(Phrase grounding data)
----

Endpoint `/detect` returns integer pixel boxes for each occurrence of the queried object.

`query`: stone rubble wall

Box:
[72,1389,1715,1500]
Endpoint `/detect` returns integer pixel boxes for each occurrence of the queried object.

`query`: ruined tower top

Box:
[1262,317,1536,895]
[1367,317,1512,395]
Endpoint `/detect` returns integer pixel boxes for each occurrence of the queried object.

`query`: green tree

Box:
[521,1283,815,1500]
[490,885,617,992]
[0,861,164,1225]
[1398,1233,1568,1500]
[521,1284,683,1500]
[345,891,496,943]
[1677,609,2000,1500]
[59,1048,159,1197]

----

| Task |
When you reach this point, go back and write out each record above exactly.

| Expected answer |
Endpoint `/detect` returns integer pixel boxes for each occurrence of the queried object.

`query`: stone rubble wall

Box:
[72,1389,1715,1500]
Endpoint `/detect` returns integer pixel boxes for each occurrence of the queried object.

`query`: ruined tower top

Box:
[1262,317,1536,895]
[1367,317,1512,395]
Endpoint `/detect` returns integer pixel boxes for each occurrence of the queried object.

`query`: green tree

Box:
[521,1283,815,1500]
[490,885,617,992]
[0,861,164,1225]
[1398,1233,1568,1500]
[521,1284,683,1500]
[345,891,496,943]
[1677,609,2000,1500]
[59,1048,159,1197]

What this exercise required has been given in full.